ENTRIES PROVIDED:
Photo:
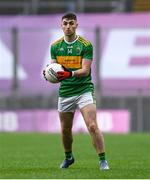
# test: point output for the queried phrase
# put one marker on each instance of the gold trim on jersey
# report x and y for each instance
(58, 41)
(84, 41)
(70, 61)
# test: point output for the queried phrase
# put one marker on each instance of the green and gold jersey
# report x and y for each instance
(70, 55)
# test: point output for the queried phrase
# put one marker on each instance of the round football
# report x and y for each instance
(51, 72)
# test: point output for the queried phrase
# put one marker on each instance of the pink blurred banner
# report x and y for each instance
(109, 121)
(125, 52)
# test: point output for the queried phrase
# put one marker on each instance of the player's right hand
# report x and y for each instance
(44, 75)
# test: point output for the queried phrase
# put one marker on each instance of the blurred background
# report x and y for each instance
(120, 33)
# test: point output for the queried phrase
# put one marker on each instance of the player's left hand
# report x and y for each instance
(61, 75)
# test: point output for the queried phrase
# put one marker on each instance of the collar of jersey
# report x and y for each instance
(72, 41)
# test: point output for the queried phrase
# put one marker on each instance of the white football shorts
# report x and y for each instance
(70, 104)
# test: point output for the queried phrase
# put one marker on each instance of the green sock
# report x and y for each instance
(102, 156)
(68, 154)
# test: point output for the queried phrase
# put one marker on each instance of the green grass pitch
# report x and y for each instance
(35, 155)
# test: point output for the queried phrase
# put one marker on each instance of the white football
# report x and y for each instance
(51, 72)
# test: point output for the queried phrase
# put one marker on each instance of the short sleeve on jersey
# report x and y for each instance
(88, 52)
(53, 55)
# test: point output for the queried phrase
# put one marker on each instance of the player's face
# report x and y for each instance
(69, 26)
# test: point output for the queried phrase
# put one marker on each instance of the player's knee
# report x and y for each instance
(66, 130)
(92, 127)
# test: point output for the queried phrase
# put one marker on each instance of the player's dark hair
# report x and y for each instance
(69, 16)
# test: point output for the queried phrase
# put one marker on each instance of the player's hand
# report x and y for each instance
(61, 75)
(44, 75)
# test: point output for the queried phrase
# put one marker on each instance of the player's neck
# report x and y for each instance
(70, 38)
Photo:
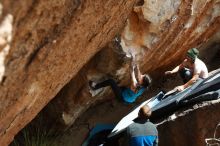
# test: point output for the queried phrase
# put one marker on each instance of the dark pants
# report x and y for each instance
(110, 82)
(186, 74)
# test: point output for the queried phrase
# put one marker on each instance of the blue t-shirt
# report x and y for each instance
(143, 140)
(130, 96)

--

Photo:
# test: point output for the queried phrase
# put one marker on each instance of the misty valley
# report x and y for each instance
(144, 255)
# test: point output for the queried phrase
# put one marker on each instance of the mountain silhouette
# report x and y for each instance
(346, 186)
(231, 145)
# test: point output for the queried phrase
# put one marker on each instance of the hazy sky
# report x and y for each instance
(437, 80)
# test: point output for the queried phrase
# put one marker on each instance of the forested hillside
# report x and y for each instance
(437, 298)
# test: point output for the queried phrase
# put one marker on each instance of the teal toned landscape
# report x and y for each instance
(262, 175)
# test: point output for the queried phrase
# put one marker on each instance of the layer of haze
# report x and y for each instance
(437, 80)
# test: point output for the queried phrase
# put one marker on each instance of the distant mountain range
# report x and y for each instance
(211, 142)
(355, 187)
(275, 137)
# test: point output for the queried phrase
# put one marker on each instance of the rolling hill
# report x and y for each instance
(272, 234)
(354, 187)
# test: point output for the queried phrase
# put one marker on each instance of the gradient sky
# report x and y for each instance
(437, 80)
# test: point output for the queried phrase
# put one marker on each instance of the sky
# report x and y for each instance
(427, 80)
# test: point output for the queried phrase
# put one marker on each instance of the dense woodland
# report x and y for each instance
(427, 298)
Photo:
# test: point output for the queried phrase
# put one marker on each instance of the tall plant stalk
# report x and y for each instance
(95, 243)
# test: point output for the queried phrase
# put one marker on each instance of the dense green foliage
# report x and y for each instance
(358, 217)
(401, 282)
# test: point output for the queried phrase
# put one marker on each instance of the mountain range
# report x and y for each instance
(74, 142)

---

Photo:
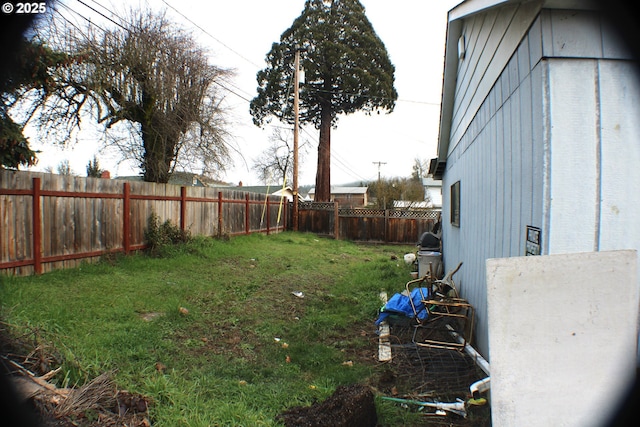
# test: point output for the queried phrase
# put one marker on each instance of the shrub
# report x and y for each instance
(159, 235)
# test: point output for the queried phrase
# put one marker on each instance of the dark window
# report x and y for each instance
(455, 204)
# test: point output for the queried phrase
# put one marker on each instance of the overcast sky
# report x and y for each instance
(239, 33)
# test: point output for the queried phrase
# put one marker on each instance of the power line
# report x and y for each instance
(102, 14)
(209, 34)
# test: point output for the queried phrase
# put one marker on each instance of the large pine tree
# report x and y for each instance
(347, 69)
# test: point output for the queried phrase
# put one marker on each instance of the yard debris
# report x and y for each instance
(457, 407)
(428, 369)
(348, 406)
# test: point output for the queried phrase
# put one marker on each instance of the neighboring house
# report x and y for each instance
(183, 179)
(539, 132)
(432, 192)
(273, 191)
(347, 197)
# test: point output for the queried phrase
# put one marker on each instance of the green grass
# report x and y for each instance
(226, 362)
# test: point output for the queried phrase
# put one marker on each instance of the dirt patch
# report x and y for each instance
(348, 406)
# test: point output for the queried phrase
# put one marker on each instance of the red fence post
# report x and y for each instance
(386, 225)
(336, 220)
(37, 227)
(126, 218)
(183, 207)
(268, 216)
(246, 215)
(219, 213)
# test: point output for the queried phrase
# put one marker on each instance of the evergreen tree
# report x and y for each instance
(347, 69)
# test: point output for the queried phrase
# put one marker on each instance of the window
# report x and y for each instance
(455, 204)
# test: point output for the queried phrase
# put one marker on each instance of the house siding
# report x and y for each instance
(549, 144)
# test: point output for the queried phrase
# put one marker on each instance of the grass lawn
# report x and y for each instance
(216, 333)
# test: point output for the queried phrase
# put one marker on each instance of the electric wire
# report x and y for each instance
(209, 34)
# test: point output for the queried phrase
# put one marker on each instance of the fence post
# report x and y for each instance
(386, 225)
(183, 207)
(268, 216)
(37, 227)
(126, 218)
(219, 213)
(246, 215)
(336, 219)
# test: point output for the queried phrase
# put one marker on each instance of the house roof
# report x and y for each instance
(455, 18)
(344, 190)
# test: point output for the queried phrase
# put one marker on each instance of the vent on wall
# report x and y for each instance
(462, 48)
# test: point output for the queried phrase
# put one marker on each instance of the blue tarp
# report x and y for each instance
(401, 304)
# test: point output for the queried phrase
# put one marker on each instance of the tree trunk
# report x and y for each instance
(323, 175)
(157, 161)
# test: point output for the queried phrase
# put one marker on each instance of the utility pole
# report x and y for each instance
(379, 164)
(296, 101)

TO BE DONE: Copy out every line of the entries above that contains the word "blue", treating uppercase and lowercase as different.

ANSWER BELOW:
# put one marker on each instance of the blue t-shirt
# put one marker on each instance of the blue tarp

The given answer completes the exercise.